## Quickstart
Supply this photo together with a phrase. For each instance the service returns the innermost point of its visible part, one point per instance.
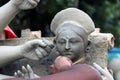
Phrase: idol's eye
(74, 40)
(61, 41)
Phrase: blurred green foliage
(105, 13)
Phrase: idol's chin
(69, 56)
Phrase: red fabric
(76, 72)
(9, 33)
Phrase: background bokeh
(105, 13)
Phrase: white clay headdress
(74, 16)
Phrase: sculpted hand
(25, 4)
(36, 49)
(26, 73)
(105, 73)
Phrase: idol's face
(70, 44)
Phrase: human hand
(25, 4)
(104, 72)
(26, 73)
(36, 49)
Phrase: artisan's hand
(26, 73)
(104, 72)
(36, 49)
(25, 4)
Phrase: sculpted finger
(25, 72)
(31, 73)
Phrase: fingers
(19, 74)
(41, 52)
(30, 71)
(25, 73)
(48, 43)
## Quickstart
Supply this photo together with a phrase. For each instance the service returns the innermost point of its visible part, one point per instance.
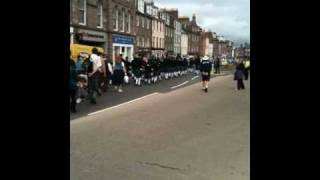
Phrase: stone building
(193, 31)
(88, 22)
(121, 28)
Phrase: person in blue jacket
(205, 70)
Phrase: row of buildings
(132, 27)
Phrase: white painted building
(184, 43)
(210, 50)
(177, 38)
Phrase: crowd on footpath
(92, 75)
(241, 73)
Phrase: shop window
(153, 41)
(157, 42)
(99, 14)
(82, 7)
(142, 22)
(126, 17)
(115, 20)
(138, 20)
(121, 20)
(129, 23)
(143, 43)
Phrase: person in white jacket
(93, 75)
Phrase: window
(142, 22)
(129, 23)
(157, 42)
(121, 21)
(115, 21)
(142, 42)
(82, 7)
(126, 18)
(99, 14)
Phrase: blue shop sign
(122, 39)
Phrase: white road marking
(122, 104)
(194, 77)
(180, 85)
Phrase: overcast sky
(229, 18)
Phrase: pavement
(131, 92)
(179, 134)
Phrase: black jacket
(205, 66)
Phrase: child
(238, 75)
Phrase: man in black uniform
(205, 69)
(136, 65)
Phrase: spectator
(73, 80)
(118, 74)
(94, 70)
(205, 69)
(136, 65)
(238, 76)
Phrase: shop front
(71, 34)
(122, 45)
(158, 52)
(91, 38)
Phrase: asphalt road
(131, 92)
(181, 134)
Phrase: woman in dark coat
(119, 71)
(73, 80)
(239, 76)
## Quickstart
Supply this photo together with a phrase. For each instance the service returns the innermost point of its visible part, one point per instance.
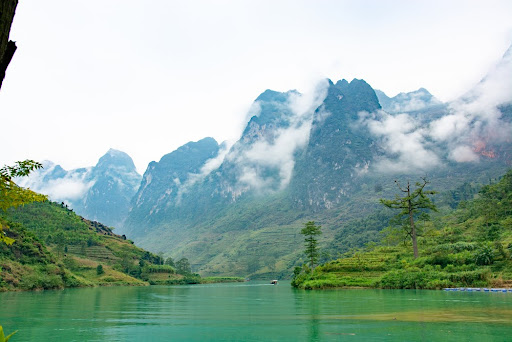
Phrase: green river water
(254, 312)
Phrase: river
(254, 312)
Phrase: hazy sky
(146, 77)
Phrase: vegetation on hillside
(470, 246)
(55, 248)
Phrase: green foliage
(183, 266)
(310, 231)
(4, 338)
(462, 249)
(55, 248)
(99, 269)
(412, 205)
(169, 261)
(11, 195)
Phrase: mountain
(101, 193)
(413, 101)
(328, 158)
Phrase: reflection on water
(254, 312)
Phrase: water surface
(255, 312)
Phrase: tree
(7, 47)
(183, 266)
(169, 262)
(411, 205)
(12, 195)
(309, 231)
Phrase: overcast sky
(146, 77)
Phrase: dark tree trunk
(7, 47)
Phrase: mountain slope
(101, 193)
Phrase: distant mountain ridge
(101, 193)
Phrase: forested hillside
(55, 248)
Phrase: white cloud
(404, 142)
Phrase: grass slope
(467, 247)
(55, 248)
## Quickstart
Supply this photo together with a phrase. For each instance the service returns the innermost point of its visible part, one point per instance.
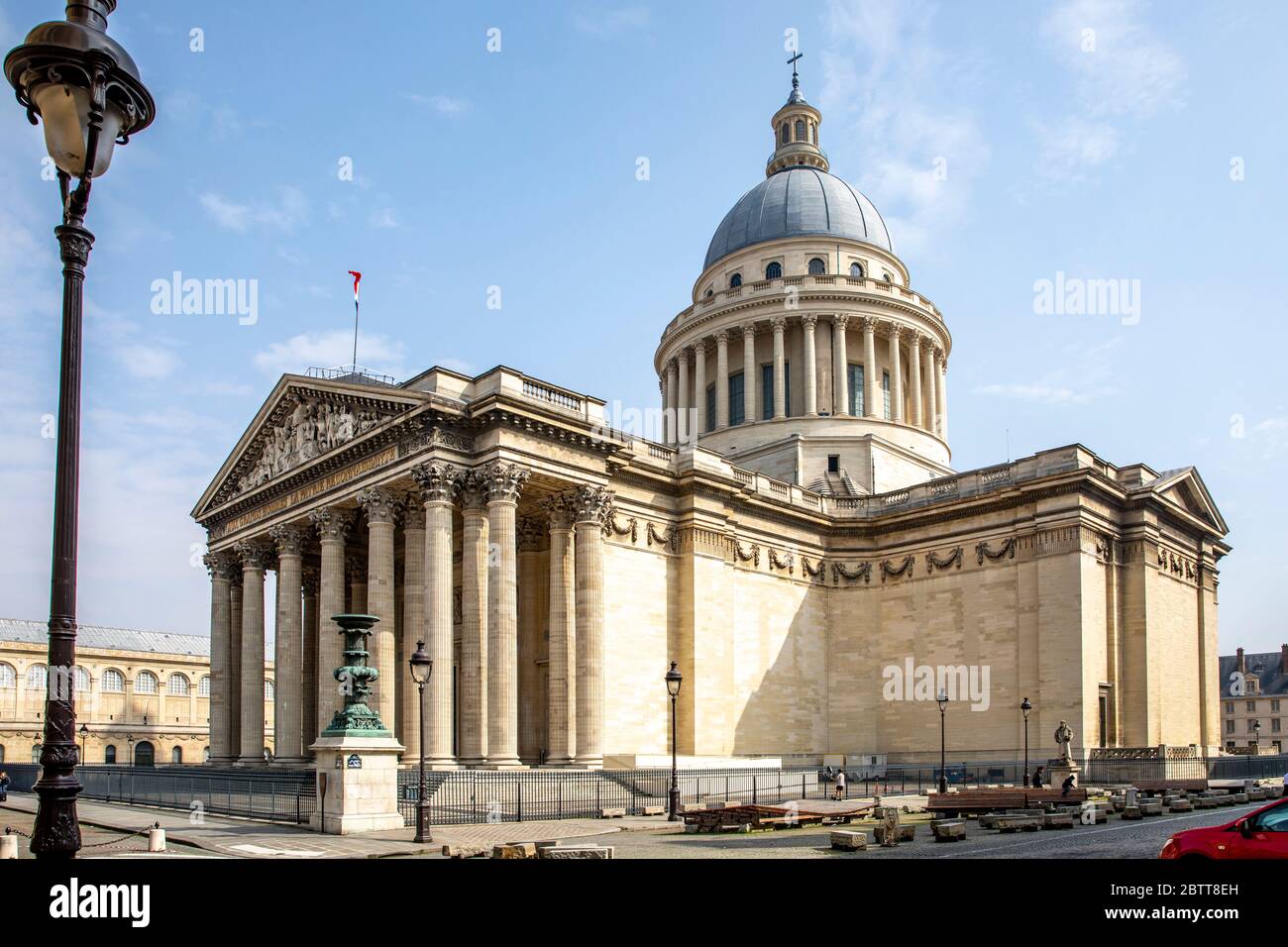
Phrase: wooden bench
(992, 800)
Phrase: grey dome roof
(798, 202)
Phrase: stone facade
(797, 540)
(149, 684)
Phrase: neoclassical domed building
(797, 541)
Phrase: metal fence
(277, 795)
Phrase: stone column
(437, 484)
(561, 727)
(748, 373)
(699, 388)
(256, 558)
(591, 505)
(309, 676)
(220, 654)
(671, 412)
(503, 484)
(840, 367)
(333, 526)
(721, 380)
(807, 324)
(928, 371)
(682, 408)
(356, 571)
(941, 393)
(472, 677)
(871, 372)
(235, 612)
(896, 376)
(780, 325)
(381, 506)
(287, 647)
(412, 624)
(531, 531)
(914, 377)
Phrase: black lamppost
(943, 763)
(86, 89)
(421, 667)
(1025, 706)
(673, 686)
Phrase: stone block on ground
(578, 852)
(849, 841)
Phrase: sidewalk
(232, 838)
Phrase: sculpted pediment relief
(303, 425)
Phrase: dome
(798, 202)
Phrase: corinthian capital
(503, 480)
(290, 539)
(378, 504)
(331, 523)
(222, 566)
(437, 480)
(256, 556)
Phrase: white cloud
(284, 214)
(443, 105)
(330, 348)
(883, 99)
(1121, 73)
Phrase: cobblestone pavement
(1116, 839)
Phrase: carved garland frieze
(905, 567)
(934, 561)
(1005, 552)
(862, 571)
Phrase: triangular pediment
(1185, 488)
(300, 421)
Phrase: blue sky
(999, 146)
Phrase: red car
(1262, 834)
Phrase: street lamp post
(1025, 706)
(673, 686)
(86, 89)
(421, 667)
(943, 763)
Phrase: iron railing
(275, 795)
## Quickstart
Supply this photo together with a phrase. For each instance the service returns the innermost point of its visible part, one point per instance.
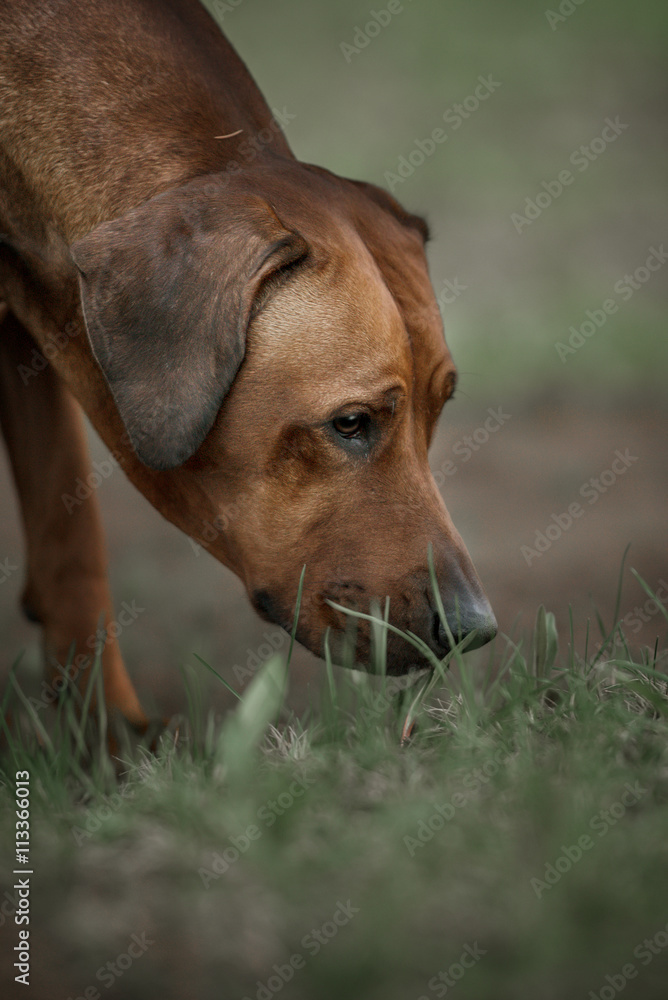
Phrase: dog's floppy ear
(167, 293)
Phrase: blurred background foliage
(561, 74)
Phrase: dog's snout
(477, 622)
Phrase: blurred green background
(358, 112)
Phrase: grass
(518, 838)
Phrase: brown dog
(247, 333)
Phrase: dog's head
(274, 339)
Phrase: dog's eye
(351, 425)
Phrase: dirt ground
(513, 478)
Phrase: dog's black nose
(463, 622)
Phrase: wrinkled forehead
(334, 331)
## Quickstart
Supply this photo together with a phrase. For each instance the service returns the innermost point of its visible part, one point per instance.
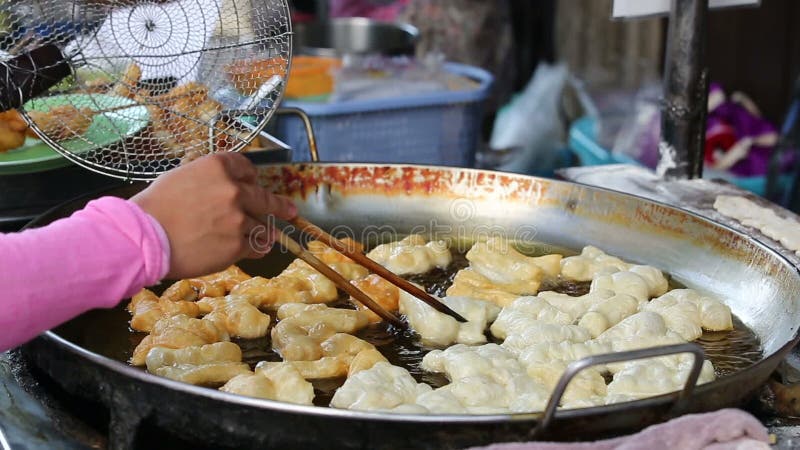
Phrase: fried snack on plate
(343, 265)
(342, 355)
(298, 283)
(302, 329)
(235, 315)
(412, 255)
(61, 122)
(178, 332)
(128, 85)
(216, 284)
(381, 291)
(147, 309)
(273, 381)
(12, 130)
(211, 364)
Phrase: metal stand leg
(685, 106)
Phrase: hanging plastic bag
(531, 123)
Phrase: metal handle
(312, 141)
(608, 358)
(4, 445)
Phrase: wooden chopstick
(315, 231)
(342, 283)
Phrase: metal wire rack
(146, 85)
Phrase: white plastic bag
(531, 123)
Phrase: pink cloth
(726, 429)
(367, 8)
(93, 259)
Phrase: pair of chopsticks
(316, 232)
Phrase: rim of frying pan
(214, 394)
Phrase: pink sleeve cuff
(164, 247)
(100, 255)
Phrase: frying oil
(729, 351)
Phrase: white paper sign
(639, 8)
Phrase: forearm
(93, 259)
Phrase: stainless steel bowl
(355, 35)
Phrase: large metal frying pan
(761, 288)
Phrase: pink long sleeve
(93, 259)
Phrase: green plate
(105, 129)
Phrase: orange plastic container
(311, 76)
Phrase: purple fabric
(366, 8)
(726, 429)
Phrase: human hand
(209, 208)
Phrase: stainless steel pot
(761, 288)
(355, 35)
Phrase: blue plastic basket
(440, 128)
(583, 142)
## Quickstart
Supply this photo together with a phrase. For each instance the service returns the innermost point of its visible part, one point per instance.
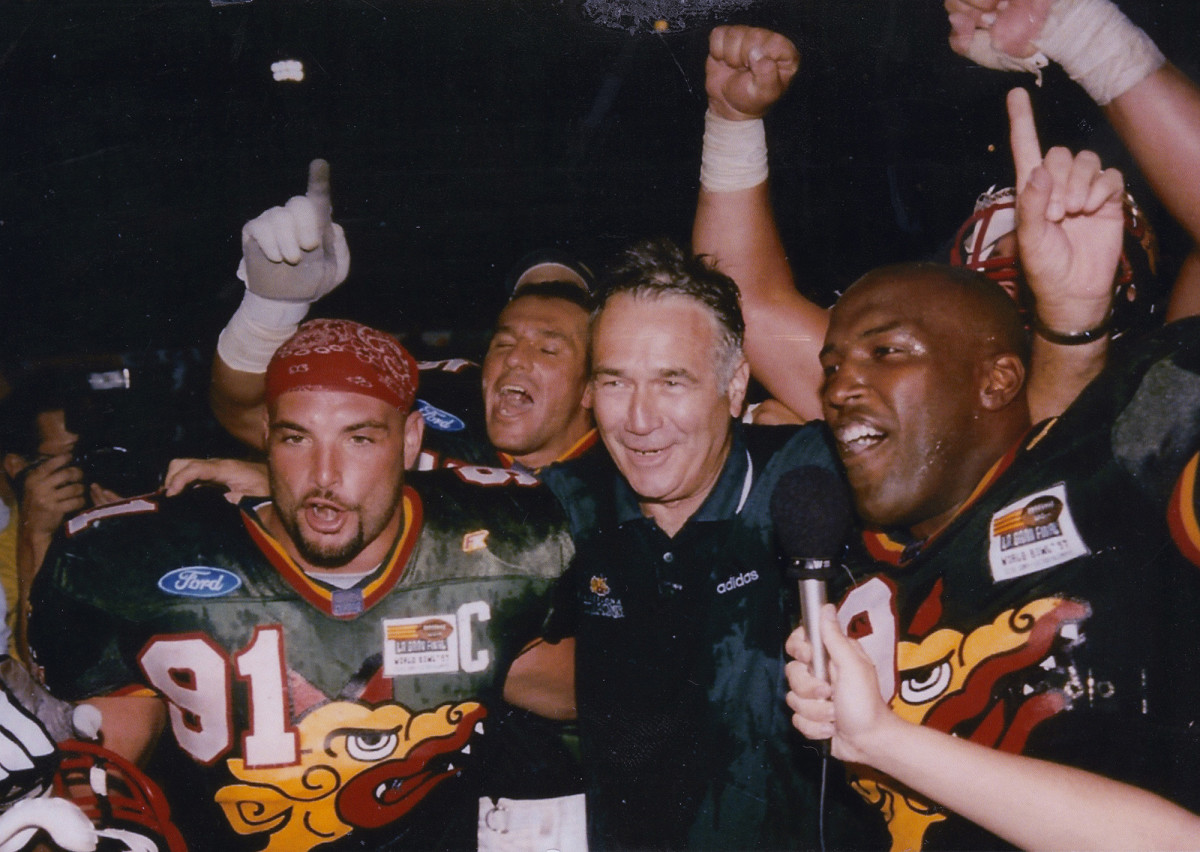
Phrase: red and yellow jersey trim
(319, 595)
(574, 451)
(885, 549)
(1181, 513)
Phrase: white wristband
(256, 330)
(1098, 47)
(733, 155)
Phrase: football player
(1157, 113)
(534, 408)
(329, 659)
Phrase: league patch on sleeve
(1033, 534)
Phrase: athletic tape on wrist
(733, 155)
(256, 330)
(1098, 47)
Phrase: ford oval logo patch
(197, 581)
(435, 418)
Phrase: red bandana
(337, 354)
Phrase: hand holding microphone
(811, 513)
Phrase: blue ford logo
(197, 581)
(443, 421)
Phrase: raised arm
(292, 256)
(1151, 103)
(747, 71)
(1069, 228)
(1027, 802)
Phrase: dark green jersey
(311, 714)
(679, 660)
(1055, 616)
(451, 401)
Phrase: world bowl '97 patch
(420, 646)
(1032, 534)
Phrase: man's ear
(414, 432)
(737, 389)
(1002, 382)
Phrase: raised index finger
(1023, 136)
(318, 189)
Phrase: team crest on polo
(199, 581)
(1032, 534)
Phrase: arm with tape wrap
(1152, 105)
(748, 70)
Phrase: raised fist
(748, 70)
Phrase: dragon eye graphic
(925, 683)
(370, 745)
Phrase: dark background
(138, 136)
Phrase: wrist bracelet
(1073, 337)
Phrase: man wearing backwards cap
(330, 658)
(535, 402)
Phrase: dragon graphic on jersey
(361, 766)
(991, 685)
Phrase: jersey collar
(322, 597)
(574, 451)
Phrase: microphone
(811, 513)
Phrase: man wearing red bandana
(329, 660)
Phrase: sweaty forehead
(543, 315)
(922, 303)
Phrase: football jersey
(310, 714)
(450, 399)
(1055, 615)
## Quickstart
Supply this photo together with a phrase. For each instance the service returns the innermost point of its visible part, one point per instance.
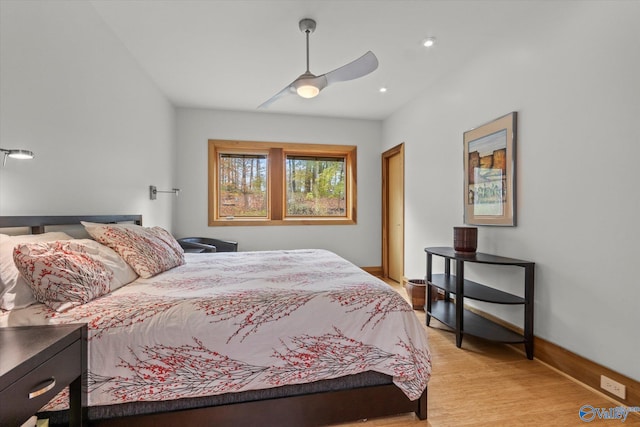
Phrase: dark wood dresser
(36, 363)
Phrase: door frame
(397, 150)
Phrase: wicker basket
(416, 289)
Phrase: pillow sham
(122, 272)
(62, 274)
(15, 292)
(148, 251)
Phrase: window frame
(276, 181)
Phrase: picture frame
(490, 172)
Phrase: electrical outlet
(613, 387)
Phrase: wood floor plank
(490, 384)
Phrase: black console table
(453, 314)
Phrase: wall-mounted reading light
(15, 153)
(153, 191)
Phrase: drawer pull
(48, 385)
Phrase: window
(260, 183)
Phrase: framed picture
(490, 173)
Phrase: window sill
(297, 221)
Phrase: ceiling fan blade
(275, 97)
(354, 69)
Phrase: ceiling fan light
(307, 91)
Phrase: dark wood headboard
(38, 223)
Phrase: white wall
(101, 130)
(359, 243)
(577, 91)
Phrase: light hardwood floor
(489, 384)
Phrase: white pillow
(15, 292)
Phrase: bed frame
(312, 409)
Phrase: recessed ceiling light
(429, 41)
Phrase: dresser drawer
(43, 382)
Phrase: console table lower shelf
(475, 325)
(451, 311)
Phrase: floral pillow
(148, 251)
(62, 274)
(15, 292)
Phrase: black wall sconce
(153, 191)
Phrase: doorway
(393, 213)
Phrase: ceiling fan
(308, 85)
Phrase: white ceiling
(235, 54)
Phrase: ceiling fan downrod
(307, 26)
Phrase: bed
(270, 338)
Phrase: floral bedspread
(237, 321)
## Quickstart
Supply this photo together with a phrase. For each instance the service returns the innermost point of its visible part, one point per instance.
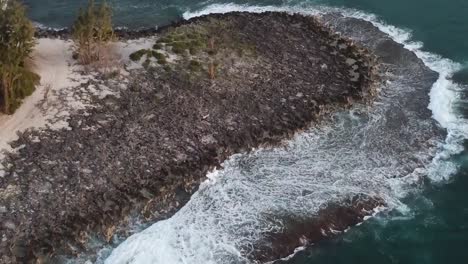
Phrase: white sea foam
(236, 205)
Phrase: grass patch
(157, 46)
(137, 55)
(195, 65)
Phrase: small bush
(92, 30)
(157, 46)
(195, 65)
(137, 55)
(159, 57)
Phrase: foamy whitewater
(359, 152)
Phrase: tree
(16, 44)
(92, 30)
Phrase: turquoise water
(436, 229)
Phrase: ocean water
(429, 226)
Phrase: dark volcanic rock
(148, 149)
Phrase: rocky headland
(209, 87)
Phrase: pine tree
(16, 44)
(92, 30)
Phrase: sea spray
(229, 214)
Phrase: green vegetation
(16, 44)
(92, 31)
(195, 65)
(201, 48)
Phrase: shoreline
(291, 126)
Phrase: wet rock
(146, 150)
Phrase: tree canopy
(92, 29)
(16, 44)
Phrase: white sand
(56, 98)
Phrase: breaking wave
(373, 151)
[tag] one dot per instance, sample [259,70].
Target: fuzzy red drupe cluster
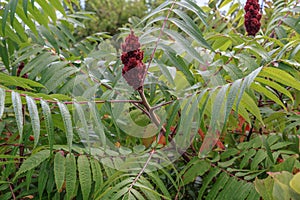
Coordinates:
[252,17]
[132,59]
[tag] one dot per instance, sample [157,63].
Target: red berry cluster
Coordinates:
[252,17]
[132,58]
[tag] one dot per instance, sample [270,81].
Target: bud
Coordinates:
[132,59]
[252,17]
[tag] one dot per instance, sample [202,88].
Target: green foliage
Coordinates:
[228,104]
[100,17]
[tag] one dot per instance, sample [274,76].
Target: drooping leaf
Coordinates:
[295,183]
[85,177]
[48,122]
[59,170]
[70,175]
[2,102]
[66,116]
[33,161]
[17,105]
[35,120]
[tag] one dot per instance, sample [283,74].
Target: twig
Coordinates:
[143,169]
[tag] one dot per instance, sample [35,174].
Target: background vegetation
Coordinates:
[227,102]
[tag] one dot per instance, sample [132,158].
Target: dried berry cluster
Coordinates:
[252,17]
[132,58]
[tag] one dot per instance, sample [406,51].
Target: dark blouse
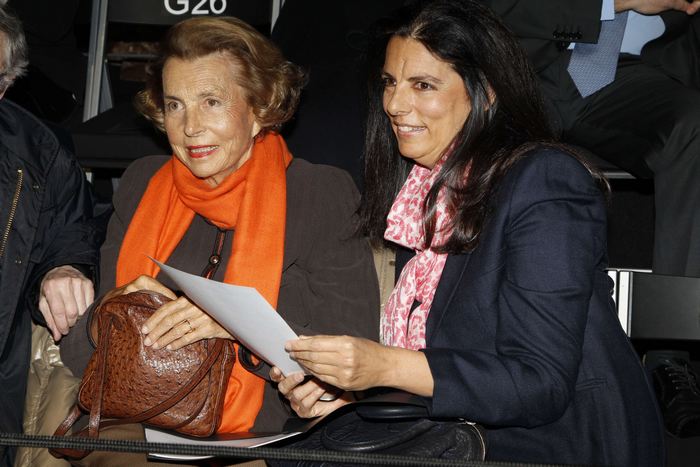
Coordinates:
[329,284]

_TASK BRIEF_
For the string "cluster", find every line of the material that contains it, and copy each one.

_OUTPUT OF THE EXERCISE_
Target: fuzzy red drupe cluster
Target: red berry cluster
Target: dried berry cluster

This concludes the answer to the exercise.